**Brief:** Set down exactly, from the records below, the line with "Find the bare" through the line with "Find the hazy", and nothing else.

(Natural language region descriptions)
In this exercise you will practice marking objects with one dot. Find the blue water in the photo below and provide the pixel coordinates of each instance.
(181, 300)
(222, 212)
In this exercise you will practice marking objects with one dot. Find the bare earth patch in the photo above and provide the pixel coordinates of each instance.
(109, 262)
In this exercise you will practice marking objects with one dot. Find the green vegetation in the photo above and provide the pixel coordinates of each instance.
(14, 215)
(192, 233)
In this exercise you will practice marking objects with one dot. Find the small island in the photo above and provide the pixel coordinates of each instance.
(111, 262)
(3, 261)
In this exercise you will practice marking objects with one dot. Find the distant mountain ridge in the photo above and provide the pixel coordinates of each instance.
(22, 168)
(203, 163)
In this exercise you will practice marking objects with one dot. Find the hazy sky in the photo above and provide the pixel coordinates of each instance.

---

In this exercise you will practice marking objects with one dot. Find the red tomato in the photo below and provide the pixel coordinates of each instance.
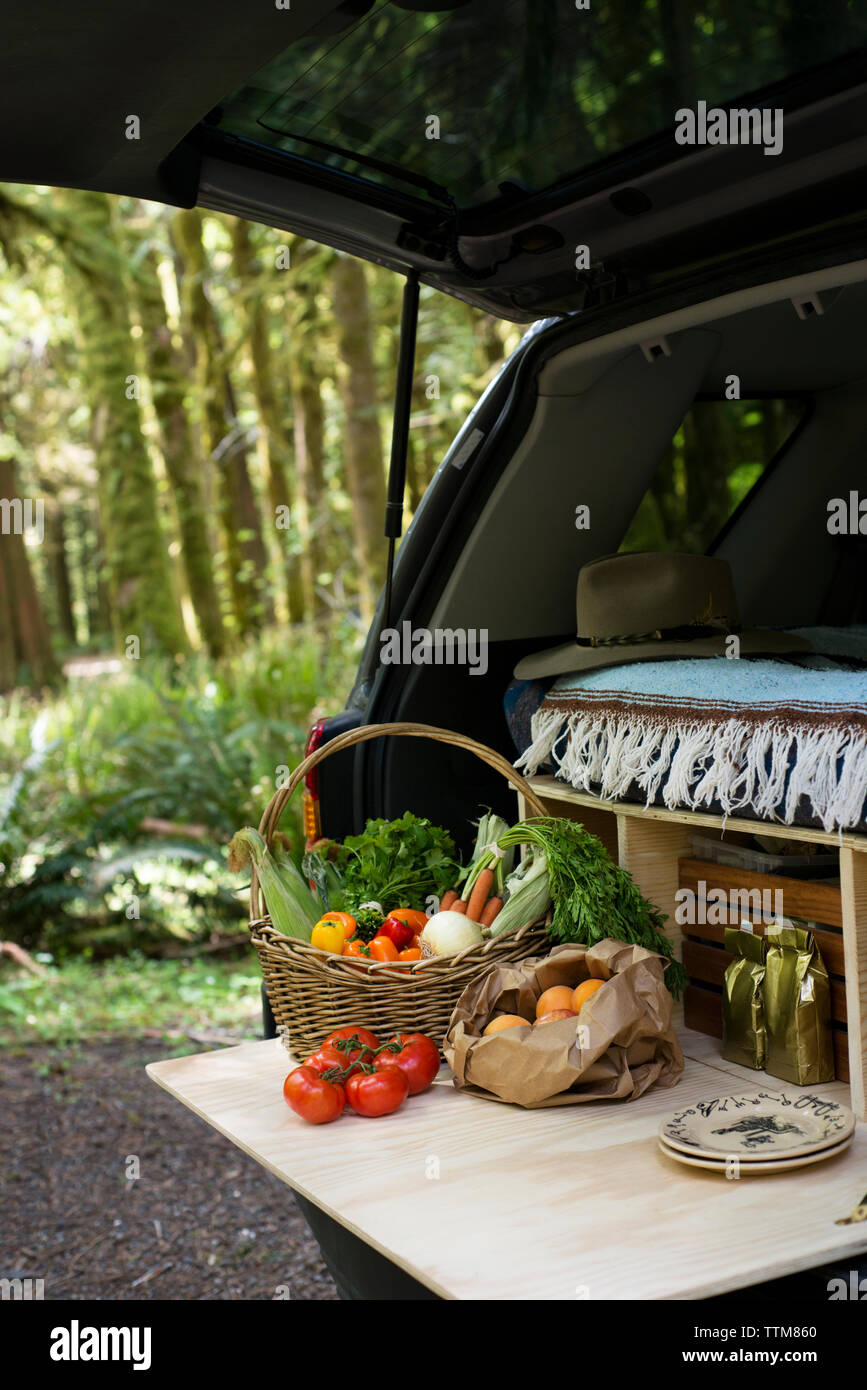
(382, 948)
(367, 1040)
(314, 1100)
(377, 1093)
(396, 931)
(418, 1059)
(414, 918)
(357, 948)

**Finished task:**
In this exercise you will practice marking objects with one dot. Find the bare earth patch in the photo above and provide the pixel coordinates of each instance.
(109, 262)
In this exercise you will practice marking objects with one dot. Find the green vegetation in the photo above and provide the pixel coordinates of each instance.
(14, 215)
(192, 233)
In this exercise you will practice marking objects with one dot. Find the small island in the photo above and provide the pixel coordinates of each instance.
(111, 262)
(3, 261)
In this exercise you will practice marking objects with one dot. Find the distant mountain ridge in the photo above and provide the pixel coordinates of each instance.
(22, 168)
(203, 163)
In this exercise you will practice marking objects with one dot. Find the hazy sky in the photo above and provide the pixel coordinates of each instance.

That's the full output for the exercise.